> Goal
Extract the text of every item below word for word, omitting the pictures.

--- Extracted information ---

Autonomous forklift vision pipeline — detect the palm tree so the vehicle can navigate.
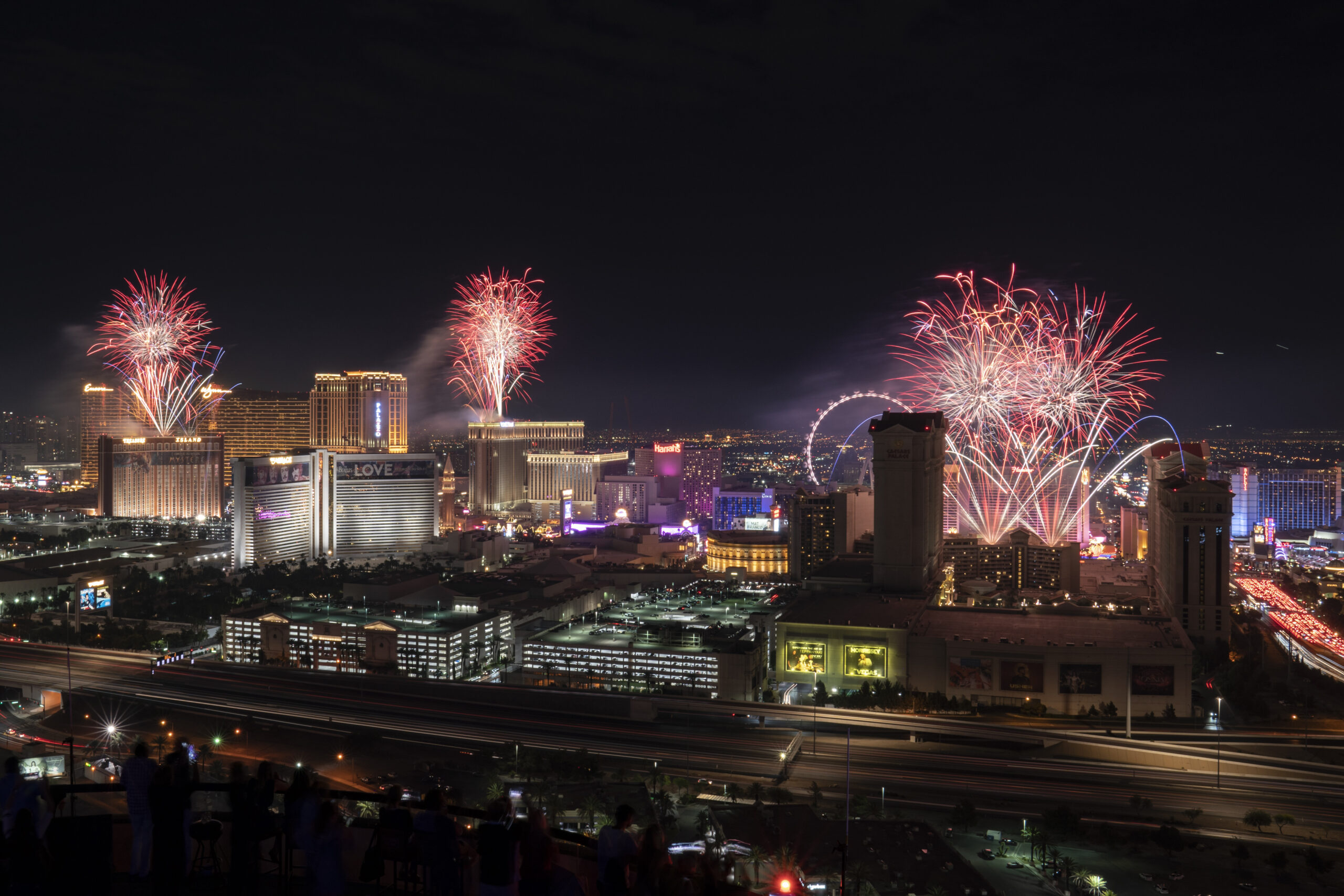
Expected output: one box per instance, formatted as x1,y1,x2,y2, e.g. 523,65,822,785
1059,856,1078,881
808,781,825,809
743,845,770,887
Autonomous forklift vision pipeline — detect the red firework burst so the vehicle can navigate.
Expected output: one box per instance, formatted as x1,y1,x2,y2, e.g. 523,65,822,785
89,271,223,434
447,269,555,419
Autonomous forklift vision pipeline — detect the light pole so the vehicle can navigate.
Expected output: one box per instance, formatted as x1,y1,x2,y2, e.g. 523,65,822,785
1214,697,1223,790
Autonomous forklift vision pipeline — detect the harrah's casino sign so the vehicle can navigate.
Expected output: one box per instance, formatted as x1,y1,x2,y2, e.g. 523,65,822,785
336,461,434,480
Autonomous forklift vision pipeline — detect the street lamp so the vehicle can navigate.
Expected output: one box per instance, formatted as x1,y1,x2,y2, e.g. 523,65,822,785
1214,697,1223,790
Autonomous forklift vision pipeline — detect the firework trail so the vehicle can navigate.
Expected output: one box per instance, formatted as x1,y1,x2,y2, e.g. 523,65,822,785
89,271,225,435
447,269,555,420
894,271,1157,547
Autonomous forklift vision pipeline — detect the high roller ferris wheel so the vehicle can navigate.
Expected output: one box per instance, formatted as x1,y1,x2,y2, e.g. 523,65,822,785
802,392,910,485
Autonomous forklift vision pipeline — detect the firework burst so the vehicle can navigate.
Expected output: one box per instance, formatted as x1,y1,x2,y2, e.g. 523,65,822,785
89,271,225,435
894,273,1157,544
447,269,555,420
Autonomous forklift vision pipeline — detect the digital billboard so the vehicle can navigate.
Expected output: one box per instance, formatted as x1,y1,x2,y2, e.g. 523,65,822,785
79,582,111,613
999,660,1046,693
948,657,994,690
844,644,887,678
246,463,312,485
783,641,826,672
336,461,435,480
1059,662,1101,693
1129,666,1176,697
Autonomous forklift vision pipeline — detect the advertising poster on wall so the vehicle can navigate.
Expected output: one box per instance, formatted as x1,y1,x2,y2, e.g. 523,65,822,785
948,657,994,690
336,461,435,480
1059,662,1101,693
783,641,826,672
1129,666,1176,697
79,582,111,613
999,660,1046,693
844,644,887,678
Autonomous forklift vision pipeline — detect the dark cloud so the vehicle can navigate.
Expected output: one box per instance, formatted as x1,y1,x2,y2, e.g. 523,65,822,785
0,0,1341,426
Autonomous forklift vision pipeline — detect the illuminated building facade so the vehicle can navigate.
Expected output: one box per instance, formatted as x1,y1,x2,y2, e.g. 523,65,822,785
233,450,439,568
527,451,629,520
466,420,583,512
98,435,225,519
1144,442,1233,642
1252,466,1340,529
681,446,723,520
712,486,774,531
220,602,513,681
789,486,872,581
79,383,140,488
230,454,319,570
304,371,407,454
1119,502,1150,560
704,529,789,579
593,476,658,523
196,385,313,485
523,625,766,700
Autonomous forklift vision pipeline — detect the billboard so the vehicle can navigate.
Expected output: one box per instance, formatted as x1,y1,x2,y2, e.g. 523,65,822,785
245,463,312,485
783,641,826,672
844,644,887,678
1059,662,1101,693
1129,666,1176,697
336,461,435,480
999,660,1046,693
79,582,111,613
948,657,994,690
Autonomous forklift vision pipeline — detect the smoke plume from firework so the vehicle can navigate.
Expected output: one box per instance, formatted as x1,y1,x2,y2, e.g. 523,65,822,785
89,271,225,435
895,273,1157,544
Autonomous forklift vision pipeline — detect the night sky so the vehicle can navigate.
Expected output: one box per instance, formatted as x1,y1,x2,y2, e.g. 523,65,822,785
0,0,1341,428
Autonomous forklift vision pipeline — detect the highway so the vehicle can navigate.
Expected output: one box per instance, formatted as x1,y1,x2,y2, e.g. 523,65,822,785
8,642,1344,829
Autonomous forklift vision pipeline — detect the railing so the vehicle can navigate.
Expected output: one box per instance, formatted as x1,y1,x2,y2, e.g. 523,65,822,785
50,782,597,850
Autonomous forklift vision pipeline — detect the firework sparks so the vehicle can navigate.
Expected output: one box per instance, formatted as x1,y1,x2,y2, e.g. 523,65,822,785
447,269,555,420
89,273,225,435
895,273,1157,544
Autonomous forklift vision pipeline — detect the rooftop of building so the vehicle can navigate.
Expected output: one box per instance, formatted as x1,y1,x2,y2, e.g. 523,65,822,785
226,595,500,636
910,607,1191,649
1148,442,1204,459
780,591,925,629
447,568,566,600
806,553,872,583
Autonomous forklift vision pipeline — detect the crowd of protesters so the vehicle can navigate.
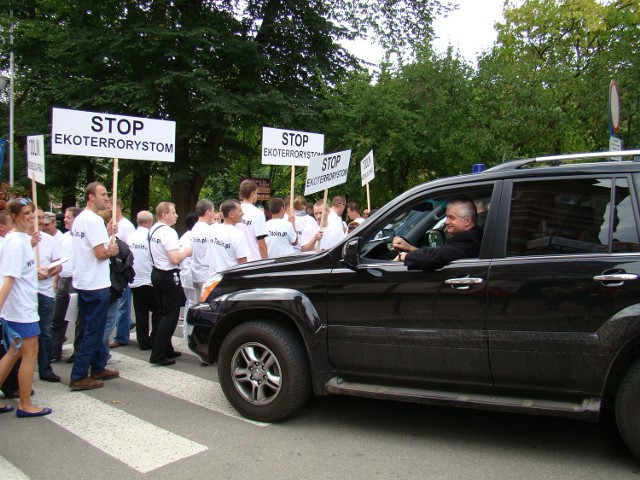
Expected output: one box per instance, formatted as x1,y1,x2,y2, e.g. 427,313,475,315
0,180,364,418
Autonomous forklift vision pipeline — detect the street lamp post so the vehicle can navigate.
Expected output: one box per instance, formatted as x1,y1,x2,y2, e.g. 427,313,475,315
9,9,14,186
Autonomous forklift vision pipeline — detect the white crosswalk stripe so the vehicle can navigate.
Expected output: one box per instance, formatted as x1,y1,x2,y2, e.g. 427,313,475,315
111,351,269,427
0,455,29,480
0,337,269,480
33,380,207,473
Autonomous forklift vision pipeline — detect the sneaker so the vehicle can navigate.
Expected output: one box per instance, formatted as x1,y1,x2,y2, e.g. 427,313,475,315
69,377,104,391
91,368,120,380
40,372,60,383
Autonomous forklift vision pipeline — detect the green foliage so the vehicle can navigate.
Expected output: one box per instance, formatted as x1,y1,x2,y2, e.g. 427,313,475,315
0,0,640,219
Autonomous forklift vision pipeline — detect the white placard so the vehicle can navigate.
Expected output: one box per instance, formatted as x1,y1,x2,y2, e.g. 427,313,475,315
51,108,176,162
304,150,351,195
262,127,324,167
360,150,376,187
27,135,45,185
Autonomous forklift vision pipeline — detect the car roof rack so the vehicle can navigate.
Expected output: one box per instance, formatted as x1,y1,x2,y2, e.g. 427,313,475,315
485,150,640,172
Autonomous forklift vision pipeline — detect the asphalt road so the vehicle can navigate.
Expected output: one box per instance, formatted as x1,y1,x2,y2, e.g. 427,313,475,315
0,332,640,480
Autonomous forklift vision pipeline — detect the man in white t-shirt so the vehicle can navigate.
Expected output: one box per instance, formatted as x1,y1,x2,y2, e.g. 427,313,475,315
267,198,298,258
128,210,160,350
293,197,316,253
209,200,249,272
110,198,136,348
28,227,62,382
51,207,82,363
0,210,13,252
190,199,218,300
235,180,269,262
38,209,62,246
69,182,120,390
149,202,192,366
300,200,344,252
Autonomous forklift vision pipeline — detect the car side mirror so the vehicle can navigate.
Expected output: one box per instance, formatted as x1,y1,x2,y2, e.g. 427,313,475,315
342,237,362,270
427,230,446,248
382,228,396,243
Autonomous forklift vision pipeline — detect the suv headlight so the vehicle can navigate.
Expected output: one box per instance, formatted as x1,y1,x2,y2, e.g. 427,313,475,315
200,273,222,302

---

> Solution below
Autonomous forklift vision pipeline — detect the palm tree so the vehicle can navigate.
Expected output: one box per instance, formatted as x1,y1,x2,y2, e.g. 523,65,822,785
1059,856,1078,881
808,781,825,809
743,845,770,887
Autonomous forklift vision pipeline — detect the red firework burst so the vehicle can navigate.
Expected output: one box per instance, formatted as x1,y1,x2,y2, e.g. 523,65,822,785
89,271,223,434
447,269,555,419
Autonomous forklift vision pipeline — detect the light pole so the vehicle can navigate.
Expected output: one box per instance, formatted as x1,y1,x2,y2, e.g. 523,65,822,785
1214,697,1223,790
Autonomous forklift vision pipeline — detect the harrah's casino sign so the vehicle can navigate.
Expected output: one box per instance, formatted as x1,y1,x2,y2, e.g. 523,65,822,785
336,461,434,480
Autonomous forklift vision pipeline — detect the street lamp so the vehicle can navigate.
Expected output: one box per instance, formatted as x1,y1,x2,y2, e.g. 523,65,822,785
1214,697,1223,790
Autonomous forklift vision pipeline — detect the firework trail so the vehicle can navigate.
Expected output: one box per instance, formatted as x1,y1,x2,y2, e.g. 523,65,822,785
89,271,225,435
447,269,555,420
894,271,1157,547
Autonomous forklift vision pipeline — detect the high roller ferris wheel so the vehicle can navigate.
Expected output: one box per instance, formatted as x1,y1,x2,y2, e.g. 523,65,822,785
802,392,910,485
Autonomous forklift vision pipeline — detect the firework burst so the vehicle can navigate.
Expected output: one box per instance, formatted as x1,y1,x2,y2, e.g. 523,65,822,785
89,271,225,435
894,273,1157,544
447,269,555,420
Autonomous forklift vision pipeline — detect the digital billboard so the vehicle can navigate.
Expected output: one box per instance, formatted as x1,y1,x2,y2, e.g. 523,65,822,785
79,582,111,613
999,660,1046,693
948,657,994,690
844,644,887,678
246,463,312,485
783,641,826,672
336,461,435,480
1059,662,1101,693
1129,666,1176,697
Autonomous forklift vision pipeline — detect the advertising poster on wall so the vehicle can navigate.
Expected output: one box per instance, formatted as x1,y1,x2,y2, e.g. 523,65,822,785
948,657,994,690
336,461,435,480
1059,662,1101,693
783,641,826,672
1129,666,1176,697
79,582,111,613
999,660,1046,693
844,644,887,678
Autonomous forklift vision pipeline — detect the dark cloud so the vehicle can navigate.
Expected output: one box per instance, formatted as x1,y1,x2,y2, e.g. 523,65,822,785
0,0,1341,426
Autonomous forklift vision pipeline — detect the illuminated building facade so the vehicle can navigate.
Expected output: one box per instance, formatted as x1,y1,x2,y2, e.g. 523,65,822,785
233,450,439,568
527,451,629,520
466,420,583,512
98,435,225,519
1144,442,1233,642
1252,466,1340,529
681,446,723,520
712,486,774,531
220,602,513,681
789,486,872,581
79,383,140,488
230,454,319,570
304,371,407,454
1119,502,1150,560
704,529,789,579
593,476,658,523
196,385,313,485
523,625,766,700
Autonomous forklift vision pipeline — detect the billboard so the vehicle can navigate.
Expected output: one box per instance, formatted as x1,y1,x2,y2, e.g. 523,65,822,785
245,463,312,485
783,641,826,672
844,644,887,678
1059,662,1101,693
1129,666,1176,697
336,461,435,480
999,660,1046,693
79,582,111,613
948,657,994,690
Autonomous forklift vision pipeline — detect the smoke plume from firework so the vehicle can navigate.
Expected output: one box per instance, formatted as x1,y1,x2,y2, e.g. 523,65,822,785
89,271,225,435
895,273,1157,544
Autonomous forklift vision pipeline — detect the night sky so the vehicle can navigate.
Expected output: one box per instance, formatted as x1,y1,x2,y2, e.g. 523,65,822,785
0,0,1341,428
Autonomous forklift vision pipeline — detect the highway so the vehicle can navigate.
Expected output: one box per instance, formatted as x1,y1,x2,y2, e.g. 523,65,822,785
8,642,1344,829
Autonomous forklift vision pipeline — detect the railing so the vehicle can navigate.
Expected output: one box per instance, formatted as x1,y1,x2,y2, e.g. 523,65,822,785
50,782,597,850
Autonomous forklift vision pipeline — detect the firework sparks so the vehicle can navigate.
Expected output: one box per instance, formatted as x1,y1,x2,y2, e.g. 523,65,822,785
447,269,555,420
89,273,225,435
895,273,1157,544
Autonomous forklift vision pipeline — detect the rooftop of building so the vehicle can navigate.
Expected output: one box per instance, formatted as x1,y1,x2,y2, e.g. 523,65,822,785
226,595,500,636
910,607,1191,649
1148,442,1204,459
780,591,925,629
447,568,566,600
806,553,872,583
Autonomous forklift vision pipeline — detect the crowd of protesters so the vehicle can navigate.
Expected output: one box per instance, formatted as x1,y1,x2,y2, e.g. 427,313,475,315
0,180,364,418
Autonomous forklift vision pipeline — detect the street lamp post so the vehicle can navigate.
Expected output: one box per instance, formatted as x1,y1,x2,y2, e.g. 427,313,475,315
9,9,14,186
Autonomous forklift vision pipeline — detect the white crosswalk stripe so the vehicle can navigate.
Expected output: one box per instance, formatted as x1,y1,x2,y2, e.g. 427,313,475,315
111,351,269,427
0,455,29,480
0,337,269,480
33,380,207,473
Autonomous forklift vision pipeline — detect the sneaker so the vehicle can navigate.
Expected output: one box per instance, formatted as x1,y1,x2,y2, e.g. 427,313,475,315
69,377,104,391
91,368,120,380
40,372,60,383
Autonomous forklift vision pipeline — detect the green foliage so the vehicle can navigate.
Expected output: one box per instance, formatted as x1,y1,x2,y2, e.g. 427,313,475,315
0,0,640,219
Autonomous forklift vision pipeline — detect the white placard so the vehicle can navigate.
Expected output: one box per instance, formatted as x1,y1,x2,y2, e.g. 427,313,475,315
51,108,176,162
304,150,351,195
262,127,324,167
360,150,376,187
27,135,45,185
Autonomous forklift vision pipeline — detect the car roof rack so the vehicle can navigate.
Expected output: one box per instance, formatted as x1,y1,x2,y2, e.g. 427,313,475,315
485,150,640,172
Autonomous forklift vision pipeline — detect the asphalt road so the vehicle can navigate.
Expected output: one box per instance, formatted as x1,y1,x2,y2, e.g. 427,313,475,315
0,332,640,480
Autonomous forklift vision pipeline — detect the man in white t-shirt so the vehicle can navigate.
Expected output: one box per instance, formatted as x1,y1,x2,y2, e.g. 427,313,475,315
267,198,298,258
128,210,160,350
293,197,316,253
209,200,249,272
110,198,136,348
28,227,62,382
51,207,82,363
0,210,13,252
190,199,218,300
235,180,269,262
38,209,62,246
69,182,120,390
149,202,192,366
300,200,344,252
Autonomous forklift vision pipeline — detect the car side mirror so the vehicle can navigate.
Expected output: one box per instance, formatted as x1,y1,x2,y2, e.g. 427,313,475,315
342,237,362,270
427,230,446,248
382,228,396,243
Autonomous forklift vision pipeline — detect the suv headlight so the vehicle can navigate.
Expected output: one box per instance, formatted as x1,y1,x2,y2, e.g. 427,313,475,315
200,273,222,302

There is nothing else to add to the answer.